Many think that science and maths are boring. Tech tycoons including Russian billionaire Yuri Milner and Facebook founder Mark Zuckerberg are out there to change that perception. The Breakthrough Prize Foundation handed out a total of $21.9 million in prizes to mathematicians, physicists, and life scientists. A high-school student also won $400,000 for creating a cool video explaining Albert Einstein’s Special Theory of Relativity.
A star-studded affair
The Breakthrough Prize Foundation is funded by Milner, Zuckerberg, Google co-founder Sergey Brin, and 23andme founder Anne Wojcicki. The Breakthrough Prizes are worth three times more than the Nobel Prize amount. The initiative is meant to award the people whose discoveries will shape the future, but their efforts don’t get the recognition they deserve.
The third annual award ceremony on Sunday was hosted by Seth MacFarlane. It was a star-studded event with the performance by Pharrell Williams. The awards were presented by Hollywood celebrities like Hilary Swank and Russell Crowe. The Breakthrough Prizes are handed out in three categories: Mathematics, Fundamental Physics, and Life Sciences.

### Recorded information
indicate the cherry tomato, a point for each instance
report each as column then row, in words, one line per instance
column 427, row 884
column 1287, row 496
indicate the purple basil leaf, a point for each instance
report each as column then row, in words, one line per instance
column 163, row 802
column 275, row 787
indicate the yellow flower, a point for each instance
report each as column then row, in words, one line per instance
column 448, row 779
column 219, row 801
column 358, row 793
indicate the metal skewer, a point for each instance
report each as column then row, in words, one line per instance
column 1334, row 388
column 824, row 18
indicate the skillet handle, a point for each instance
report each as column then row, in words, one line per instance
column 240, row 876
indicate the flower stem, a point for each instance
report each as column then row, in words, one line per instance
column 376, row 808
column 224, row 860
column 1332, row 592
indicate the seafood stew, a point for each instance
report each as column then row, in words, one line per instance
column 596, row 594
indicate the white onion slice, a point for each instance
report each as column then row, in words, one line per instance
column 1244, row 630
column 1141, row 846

### Work request 1
Based on the article about the Breakthrough Prizes, do these statements agree with it? For each, answer yes or no and quote the words that decide it.
(a) The foundation gave out $21.9 million in prizes in total.
(b) Pharrell Williams hosted the award ceremony.
(c) The prizes are worth twice the Nobel Prize amount.
### Work request 2
Answer these questions from the article about the Breakthrough Prizes:
(a) How much did the high-school student win?
(b) Who funds the Breakthrough Prize Foundation?
(c) In which three categories are the prizes handed out?
### Work request 3
Write the next part of the article about the Breakthrough Prizes, starting after its final sentence.

### Exercise output 1
(a) Yes: "handed out a total of $21.9 million in prizes to mathematicians, physicists, and life scientists."
(b) No: "The third annual award ceremony on Sunday was hosted by Seth MacFarlane."
(c) No: "The Breakthrough Prizes are worth three times more than the Nobel Prize amount."

### Exercise output 2
(a) $400,000.
(b) Yuri Milner, Mark Zuckerberg, Sergey Brin, and Anne Wojcicki.
(c) Mathematics, Fundamental Physics, and Life Sciences.

### Exercise output 3
The prize for fundamental physics went to five separate, international teams of 1,377 scientists that confirmed the theory of neutrino oscillation. The seven team leaders received two-third of $3 million, while the remaining $1 million was split among the other 1,370 physicists. That means each of them would get approximately $700.
Breakthrough Prize in mathematics goes to Ian Agol
There were five separate Breakthrough Prizes in life sciences category, each worth $3 million. Edward Boyden of MIT and Karl Deisseroth of Stanford University won the Breakthrough Prize for the development and implementation of optogenetics. John Hardy of the University College of London was awarded the prize for discovering mutations in the Amyloid Precursor Protein (APP) gene, which is the cause of early onset Alzheimer’s disease.
Helen Hobbs of the University of Texas grabbed the Breakthrough Prize for the discovery of genetic variants that alter the distribution and levels of cholesterol. Svante Pääbo of Max Planck Institute was recognized for successfully sequencing ancient DNA and genomes of a Neanderthal from up to 700,000 years ago.
The mathematics prize went to Ian Agol of the University of California at Berkeley for his work on low dimensional topology and geometric group theory. Besides the three main categories, the Breakthrough Prize also acknowledged eight early-career mathematicians and physicists, each of whom received $100,000.